Do this :: Please copy out every line of the records below word for word.

Excerpts from a pointing dataset:

▬▬▬▬▬▬

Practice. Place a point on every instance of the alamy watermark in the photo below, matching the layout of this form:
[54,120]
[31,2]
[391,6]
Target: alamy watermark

▬▬▬▬▬▬

Answer to this problem ::
Practice. Place a point on every instance of the alamy watermark in the photo below, matching the layout of this form:
[54,120]
[31,2]
[391,6]
Target: alamy watermark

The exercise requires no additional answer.